__DOCUMENT SECTION__
-------

Dashboard for Cloud Custodian
An alternate method to get the visuals and build your own dashboards
After using the Cloud Custodian for over four years, we can all agree to have missed one prominent feature that is “Dashboard”. Cloud Custodian does not have the front end / GUI where you can easily navigate the findings, provide a single plane of glass view of all the accounts you have from all of the public cloud providers, show checks on policy health, display various charts, and guidance to tell the story to the management. Due to this shortcoming, the user has to integrate with native tools or third-party tools. We know how powerful is the Cloud Custodian with all the execution modes, filters, and action items. The fact that it is serverless, running Cloud Custodian is very cheap. Every organization's environment is different and so is the configuration, simply stating the monthly cost to run 200 policies (approx.) is less than $100 (depends on how frequently you are running).
Cloud Custodian is an open-source python based serverless tool
In this story, I will go through the high-level architecture of the Cloud Custodian and Sumo Logic setup which enables us to ingest the Custodian Logs and write various queries to look for non-compliant items, check for policy health, and draw pretty dashboards.
Example- Identify AWS Redshift Cluster Publicly Accessiblepolicies:
- name: redshift-cluster-publicly-accessible
resource: aws.redshift
comments: |
Find Redshift clusters that are publicly accessible.This is a
notify only policy. The policy run once every 24 hours.
filters:
- "tag:redshift-publicly-accessible-exempt": absent
- PubliclyAccessible: true
mode:
type: periodic
schedule: "rate(24 hours)"

-------

__INFORMATION GIVEN__
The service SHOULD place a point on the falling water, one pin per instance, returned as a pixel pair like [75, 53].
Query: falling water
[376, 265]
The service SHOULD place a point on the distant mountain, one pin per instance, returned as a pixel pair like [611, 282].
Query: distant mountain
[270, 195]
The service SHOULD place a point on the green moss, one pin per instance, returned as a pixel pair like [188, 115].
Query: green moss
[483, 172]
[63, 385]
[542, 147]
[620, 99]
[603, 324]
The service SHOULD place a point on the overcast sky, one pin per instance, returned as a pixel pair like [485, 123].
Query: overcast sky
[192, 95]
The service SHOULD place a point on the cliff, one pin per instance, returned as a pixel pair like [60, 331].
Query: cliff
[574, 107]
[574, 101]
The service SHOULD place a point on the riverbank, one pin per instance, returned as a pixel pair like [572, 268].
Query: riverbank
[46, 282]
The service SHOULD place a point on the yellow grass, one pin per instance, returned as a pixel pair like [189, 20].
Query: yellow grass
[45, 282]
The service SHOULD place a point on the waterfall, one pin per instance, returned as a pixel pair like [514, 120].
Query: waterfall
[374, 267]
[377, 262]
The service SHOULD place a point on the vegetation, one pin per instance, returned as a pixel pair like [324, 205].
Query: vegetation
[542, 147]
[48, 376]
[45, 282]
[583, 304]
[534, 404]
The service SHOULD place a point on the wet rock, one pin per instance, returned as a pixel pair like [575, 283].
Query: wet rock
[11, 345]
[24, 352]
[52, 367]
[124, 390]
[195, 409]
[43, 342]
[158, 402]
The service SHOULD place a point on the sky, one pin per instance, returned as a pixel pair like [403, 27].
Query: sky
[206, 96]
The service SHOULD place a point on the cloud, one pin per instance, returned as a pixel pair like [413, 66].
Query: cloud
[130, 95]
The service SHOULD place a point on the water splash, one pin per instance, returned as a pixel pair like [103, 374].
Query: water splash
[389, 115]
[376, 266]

-------

__EXERCISES TO COMPLETE__
• a. Reproduce the part of the Cloud Custodian dashboard article from "Example- Identify AWS" up to and including "every 24 hours.".
• b. In one to three sentences, explain why the Cloud Custodian dashboard article says a user has to integrate Cloud Custodian with native or third-party tools.

__SOLUTIONS FOR EACH TASK__
• a.
Example- Identify AWS Redshift Cluster Publicly Accessiblepolicies:
- name: redshift-cluster-publicly-accessible
resource: aws.redshift
comments: |
Find Redshift clusters that are publicly accessible.This is a
notify only policy. The policy run once every 24 hours.

• b. Cloud Custodian has no front end or GUI. There is no way to easily navigate findings, get a single view of all accounts across public cloud providers, check policy health, display charts, or get guidance for reporting to management. Because of this shortcoming, the user has to turn to native or third-party tools.